* start Data *

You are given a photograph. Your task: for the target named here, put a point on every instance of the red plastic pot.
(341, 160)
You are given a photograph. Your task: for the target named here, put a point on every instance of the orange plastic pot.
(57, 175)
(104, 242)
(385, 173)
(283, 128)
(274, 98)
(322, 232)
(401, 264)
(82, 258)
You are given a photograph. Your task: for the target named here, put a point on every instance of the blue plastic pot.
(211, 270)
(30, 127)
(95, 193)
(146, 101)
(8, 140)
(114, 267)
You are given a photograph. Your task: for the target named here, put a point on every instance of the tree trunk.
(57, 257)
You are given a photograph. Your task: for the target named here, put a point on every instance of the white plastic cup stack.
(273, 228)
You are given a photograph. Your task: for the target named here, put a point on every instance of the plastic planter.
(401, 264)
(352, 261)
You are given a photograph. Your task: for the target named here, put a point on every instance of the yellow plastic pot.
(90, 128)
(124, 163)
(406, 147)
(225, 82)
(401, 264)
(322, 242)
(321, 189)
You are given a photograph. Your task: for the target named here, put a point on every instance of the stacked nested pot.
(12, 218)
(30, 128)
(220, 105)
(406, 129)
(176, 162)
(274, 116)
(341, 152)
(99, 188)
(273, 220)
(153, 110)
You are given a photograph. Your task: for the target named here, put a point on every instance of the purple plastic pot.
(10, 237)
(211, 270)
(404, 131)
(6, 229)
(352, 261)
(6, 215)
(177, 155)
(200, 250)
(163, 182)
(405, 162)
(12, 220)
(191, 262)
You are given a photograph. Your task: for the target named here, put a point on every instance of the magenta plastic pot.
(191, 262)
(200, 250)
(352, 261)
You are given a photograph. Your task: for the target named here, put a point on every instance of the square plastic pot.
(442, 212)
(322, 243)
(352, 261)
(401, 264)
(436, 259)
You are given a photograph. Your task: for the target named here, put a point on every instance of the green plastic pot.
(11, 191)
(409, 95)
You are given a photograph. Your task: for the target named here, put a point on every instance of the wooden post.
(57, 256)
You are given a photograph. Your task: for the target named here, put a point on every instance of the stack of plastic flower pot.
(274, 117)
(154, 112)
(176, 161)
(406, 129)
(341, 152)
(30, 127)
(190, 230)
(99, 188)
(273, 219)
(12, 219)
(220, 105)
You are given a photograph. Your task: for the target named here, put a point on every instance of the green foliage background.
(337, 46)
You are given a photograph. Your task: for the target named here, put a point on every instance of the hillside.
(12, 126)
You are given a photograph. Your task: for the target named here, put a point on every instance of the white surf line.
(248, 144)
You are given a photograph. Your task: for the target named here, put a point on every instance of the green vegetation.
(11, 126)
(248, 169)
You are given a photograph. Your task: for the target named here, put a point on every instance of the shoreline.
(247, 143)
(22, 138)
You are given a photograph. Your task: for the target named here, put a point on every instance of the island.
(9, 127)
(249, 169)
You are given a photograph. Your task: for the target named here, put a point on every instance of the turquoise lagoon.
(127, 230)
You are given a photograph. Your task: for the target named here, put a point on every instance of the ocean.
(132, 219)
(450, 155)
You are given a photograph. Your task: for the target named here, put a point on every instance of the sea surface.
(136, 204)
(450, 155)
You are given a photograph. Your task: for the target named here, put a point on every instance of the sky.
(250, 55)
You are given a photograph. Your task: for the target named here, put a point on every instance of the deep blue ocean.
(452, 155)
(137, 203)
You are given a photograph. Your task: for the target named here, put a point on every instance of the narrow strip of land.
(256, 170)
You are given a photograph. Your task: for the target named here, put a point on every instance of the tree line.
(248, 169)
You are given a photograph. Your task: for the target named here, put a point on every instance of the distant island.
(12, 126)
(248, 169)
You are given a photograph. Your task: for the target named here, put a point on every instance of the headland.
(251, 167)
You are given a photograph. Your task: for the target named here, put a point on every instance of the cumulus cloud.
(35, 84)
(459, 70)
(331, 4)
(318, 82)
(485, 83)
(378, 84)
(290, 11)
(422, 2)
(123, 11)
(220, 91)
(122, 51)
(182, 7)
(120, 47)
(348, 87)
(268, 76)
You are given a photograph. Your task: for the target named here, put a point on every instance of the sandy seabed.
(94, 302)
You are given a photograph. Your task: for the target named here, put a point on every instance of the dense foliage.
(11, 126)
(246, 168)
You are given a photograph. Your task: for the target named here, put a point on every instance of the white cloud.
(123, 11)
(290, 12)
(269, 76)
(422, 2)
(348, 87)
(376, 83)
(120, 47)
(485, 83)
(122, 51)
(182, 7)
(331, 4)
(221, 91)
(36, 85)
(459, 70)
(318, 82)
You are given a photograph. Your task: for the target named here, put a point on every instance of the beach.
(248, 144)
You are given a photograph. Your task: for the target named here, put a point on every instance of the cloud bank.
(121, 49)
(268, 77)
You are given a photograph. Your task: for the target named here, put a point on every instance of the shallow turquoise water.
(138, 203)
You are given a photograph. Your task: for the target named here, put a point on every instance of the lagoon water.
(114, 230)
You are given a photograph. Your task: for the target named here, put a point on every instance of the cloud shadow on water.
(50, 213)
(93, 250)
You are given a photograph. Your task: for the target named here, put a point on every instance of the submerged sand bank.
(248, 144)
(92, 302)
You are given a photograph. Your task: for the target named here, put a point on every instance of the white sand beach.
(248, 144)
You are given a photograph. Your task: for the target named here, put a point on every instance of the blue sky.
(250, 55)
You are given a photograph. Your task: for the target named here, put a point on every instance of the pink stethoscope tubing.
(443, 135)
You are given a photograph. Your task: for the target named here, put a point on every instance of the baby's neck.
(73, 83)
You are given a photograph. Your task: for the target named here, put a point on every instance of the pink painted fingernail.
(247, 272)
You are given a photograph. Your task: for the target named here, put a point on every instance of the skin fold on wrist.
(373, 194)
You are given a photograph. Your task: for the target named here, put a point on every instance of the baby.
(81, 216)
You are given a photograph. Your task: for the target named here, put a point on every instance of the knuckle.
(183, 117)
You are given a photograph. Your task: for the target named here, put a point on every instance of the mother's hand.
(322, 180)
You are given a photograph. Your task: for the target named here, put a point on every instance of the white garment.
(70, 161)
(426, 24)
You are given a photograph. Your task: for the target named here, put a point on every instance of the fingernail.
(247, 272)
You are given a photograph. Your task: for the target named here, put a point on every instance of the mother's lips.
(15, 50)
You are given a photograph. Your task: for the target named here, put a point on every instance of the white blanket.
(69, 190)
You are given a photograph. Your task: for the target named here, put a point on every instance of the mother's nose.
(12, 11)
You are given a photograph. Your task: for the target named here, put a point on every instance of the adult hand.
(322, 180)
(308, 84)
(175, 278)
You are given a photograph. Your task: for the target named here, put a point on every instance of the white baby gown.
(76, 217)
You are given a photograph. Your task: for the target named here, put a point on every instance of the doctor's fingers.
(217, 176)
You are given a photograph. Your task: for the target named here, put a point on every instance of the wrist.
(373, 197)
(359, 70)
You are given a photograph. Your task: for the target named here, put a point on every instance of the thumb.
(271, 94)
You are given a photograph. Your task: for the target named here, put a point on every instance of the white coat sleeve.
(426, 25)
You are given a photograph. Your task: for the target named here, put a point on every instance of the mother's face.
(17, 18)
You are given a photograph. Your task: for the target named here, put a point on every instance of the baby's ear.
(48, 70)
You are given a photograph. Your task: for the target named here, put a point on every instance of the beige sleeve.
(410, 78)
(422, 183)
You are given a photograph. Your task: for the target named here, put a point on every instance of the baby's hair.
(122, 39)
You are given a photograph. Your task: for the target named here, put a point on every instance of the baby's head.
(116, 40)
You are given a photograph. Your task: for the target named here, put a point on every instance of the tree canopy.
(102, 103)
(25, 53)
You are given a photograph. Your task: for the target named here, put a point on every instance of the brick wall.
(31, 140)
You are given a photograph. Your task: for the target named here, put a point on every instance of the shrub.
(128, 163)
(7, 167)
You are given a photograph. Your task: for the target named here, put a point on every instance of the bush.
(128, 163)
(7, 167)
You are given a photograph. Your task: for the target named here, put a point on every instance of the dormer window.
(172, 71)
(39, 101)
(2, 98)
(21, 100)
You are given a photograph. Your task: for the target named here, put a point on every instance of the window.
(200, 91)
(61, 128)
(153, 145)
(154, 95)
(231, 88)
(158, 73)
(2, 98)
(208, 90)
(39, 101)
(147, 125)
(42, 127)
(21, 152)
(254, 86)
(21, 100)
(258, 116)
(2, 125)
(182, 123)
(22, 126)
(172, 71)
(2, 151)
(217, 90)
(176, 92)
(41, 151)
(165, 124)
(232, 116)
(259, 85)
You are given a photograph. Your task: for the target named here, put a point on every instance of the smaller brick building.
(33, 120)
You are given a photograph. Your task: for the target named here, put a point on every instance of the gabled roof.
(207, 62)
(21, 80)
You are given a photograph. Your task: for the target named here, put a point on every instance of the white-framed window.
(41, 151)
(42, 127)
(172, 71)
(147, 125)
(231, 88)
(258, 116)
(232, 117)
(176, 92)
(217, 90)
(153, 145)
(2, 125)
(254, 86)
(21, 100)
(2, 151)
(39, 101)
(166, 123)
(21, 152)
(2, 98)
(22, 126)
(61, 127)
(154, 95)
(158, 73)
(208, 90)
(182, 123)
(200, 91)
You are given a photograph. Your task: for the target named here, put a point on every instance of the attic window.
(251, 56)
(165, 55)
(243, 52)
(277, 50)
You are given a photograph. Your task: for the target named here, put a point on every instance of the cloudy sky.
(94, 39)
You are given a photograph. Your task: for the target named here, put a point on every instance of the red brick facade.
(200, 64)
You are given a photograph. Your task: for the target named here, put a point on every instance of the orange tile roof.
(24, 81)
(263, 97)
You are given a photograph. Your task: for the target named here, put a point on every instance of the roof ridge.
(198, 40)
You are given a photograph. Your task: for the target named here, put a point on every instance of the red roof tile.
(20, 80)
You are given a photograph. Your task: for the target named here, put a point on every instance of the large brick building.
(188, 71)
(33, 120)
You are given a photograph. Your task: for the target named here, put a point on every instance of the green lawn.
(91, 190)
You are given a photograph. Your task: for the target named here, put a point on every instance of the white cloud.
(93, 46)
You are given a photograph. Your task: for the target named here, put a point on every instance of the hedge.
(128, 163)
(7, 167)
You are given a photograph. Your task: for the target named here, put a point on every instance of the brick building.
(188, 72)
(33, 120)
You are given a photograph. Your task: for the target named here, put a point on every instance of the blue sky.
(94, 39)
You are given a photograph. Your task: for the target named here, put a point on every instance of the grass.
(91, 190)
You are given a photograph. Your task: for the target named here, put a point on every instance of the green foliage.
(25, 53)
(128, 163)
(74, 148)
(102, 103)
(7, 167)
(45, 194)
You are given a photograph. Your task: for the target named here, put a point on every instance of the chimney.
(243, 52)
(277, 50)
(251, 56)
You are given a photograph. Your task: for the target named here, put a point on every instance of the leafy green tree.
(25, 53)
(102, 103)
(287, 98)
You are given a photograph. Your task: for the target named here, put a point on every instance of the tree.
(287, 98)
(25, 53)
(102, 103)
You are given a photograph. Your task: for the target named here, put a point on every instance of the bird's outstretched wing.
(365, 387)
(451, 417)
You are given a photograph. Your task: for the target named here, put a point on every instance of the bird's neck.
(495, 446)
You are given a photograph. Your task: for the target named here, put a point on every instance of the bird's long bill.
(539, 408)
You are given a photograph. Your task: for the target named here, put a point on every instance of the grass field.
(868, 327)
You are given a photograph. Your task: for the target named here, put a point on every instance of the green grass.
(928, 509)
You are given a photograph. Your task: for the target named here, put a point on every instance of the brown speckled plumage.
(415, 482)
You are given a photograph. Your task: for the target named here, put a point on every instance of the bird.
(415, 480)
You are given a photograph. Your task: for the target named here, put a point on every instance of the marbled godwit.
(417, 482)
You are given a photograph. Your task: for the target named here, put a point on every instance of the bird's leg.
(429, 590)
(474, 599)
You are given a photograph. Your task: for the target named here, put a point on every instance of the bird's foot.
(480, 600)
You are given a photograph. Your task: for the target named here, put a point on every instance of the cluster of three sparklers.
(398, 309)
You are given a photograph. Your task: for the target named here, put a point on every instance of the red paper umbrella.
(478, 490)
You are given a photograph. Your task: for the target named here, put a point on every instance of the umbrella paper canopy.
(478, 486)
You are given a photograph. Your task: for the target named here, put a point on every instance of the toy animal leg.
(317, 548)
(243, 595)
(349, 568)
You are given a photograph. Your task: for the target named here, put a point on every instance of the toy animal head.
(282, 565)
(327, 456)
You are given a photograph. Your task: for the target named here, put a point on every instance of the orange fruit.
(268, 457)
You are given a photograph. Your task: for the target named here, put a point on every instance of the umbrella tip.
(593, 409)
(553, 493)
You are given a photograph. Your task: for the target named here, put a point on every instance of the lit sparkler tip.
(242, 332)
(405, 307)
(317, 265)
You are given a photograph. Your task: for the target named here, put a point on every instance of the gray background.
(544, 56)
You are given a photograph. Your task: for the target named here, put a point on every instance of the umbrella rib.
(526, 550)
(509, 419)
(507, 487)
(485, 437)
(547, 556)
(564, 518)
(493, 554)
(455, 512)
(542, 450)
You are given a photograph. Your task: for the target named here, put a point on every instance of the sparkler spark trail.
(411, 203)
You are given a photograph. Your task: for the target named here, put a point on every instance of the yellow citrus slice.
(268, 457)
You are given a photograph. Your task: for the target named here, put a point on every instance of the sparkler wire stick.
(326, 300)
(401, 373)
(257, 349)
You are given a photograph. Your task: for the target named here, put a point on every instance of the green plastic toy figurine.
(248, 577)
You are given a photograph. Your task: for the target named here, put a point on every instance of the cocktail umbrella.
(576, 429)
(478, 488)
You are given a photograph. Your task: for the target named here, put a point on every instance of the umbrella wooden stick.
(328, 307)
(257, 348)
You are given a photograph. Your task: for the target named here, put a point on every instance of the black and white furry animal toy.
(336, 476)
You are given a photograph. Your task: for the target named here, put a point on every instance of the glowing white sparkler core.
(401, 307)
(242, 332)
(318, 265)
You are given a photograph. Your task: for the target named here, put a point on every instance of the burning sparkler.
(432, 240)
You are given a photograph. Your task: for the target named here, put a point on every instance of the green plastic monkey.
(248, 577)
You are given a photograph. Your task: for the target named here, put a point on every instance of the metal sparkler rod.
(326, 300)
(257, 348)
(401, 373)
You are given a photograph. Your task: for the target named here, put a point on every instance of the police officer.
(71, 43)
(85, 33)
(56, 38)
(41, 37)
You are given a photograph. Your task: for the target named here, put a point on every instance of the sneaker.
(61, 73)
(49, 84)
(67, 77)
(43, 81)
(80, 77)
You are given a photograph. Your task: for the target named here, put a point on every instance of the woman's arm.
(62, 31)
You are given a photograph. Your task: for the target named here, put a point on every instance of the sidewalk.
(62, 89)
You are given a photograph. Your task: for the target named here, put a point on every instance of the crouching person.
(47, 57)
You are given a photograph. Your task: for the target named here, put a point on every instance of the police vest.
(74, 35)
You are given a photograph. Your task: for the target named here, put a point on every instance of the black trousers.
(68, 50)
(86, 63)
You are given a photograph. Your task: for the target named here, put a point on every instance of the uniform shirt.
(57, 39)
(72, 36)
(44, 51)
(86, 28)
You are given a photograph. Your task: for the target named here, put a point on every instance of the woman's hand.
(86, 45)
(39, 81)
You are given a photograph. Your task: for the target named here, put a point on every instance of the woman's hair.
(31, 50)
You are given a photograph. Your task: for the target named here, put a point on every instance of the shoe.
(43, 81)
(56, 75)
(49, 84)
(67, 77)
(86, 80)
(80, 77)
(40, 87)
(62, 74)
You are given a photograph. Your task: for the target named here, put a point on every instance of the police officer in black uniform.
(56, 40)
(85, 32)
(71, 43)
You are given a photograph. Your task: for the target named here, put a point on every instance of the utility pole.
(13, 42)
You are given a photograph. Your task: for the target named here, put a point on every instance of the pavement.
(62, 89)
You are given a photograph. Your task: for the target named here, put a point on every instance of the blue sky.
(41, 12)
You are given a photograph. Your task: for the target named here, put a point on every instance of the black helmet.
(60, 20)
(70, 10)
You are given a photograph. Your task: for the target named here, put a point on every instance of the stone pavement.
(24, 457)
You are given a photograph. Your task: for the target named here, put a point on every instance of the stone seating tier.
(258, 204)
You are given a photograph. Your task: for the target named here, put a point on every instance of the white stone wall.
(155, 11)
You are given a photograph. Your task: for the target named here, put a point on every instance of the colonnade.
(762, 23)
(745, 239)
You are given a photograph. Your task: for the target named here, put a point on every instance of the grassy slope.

* end Data *

* _Aim of the task_
Begin at the line containing "the utility pole." and reproduce each line through the end of the records above.

* _Full solution_
You are given a photograph. Your task: for the target named here, put a point on every instance of the utility pole.
(13, 42)
You are given a photograph. Your task: for the target named here, put a point on every instance of the pavement.
(62, 89)
You are given a photograph. Your task: for the target named here, put a point on every instance of the blue sky.
(41, 12)
You are given a photograph. Your task: for the target named here, put a point on every instance of the black helmet.
(60, 20)
(70, 10)
You are given a photograph. Your task: for the target named here, put a point on every instance of the stone pavement.
(24, 457)
You are given a photograph. Your task: for the target named here, put a point on every instance of the stone seating tier.
(258, 204)
You are given a photograph. Your task: for the target named here, put a point on every instance of the white stone wall.
(155, 11)
You are given a photograph. Your task: for the target named here, put a point on every instance of the colonnade.
(762, 23)
(745, 239)
You are given a photograph. Your task: for the target named here, put a point on every instance of the grassy slope.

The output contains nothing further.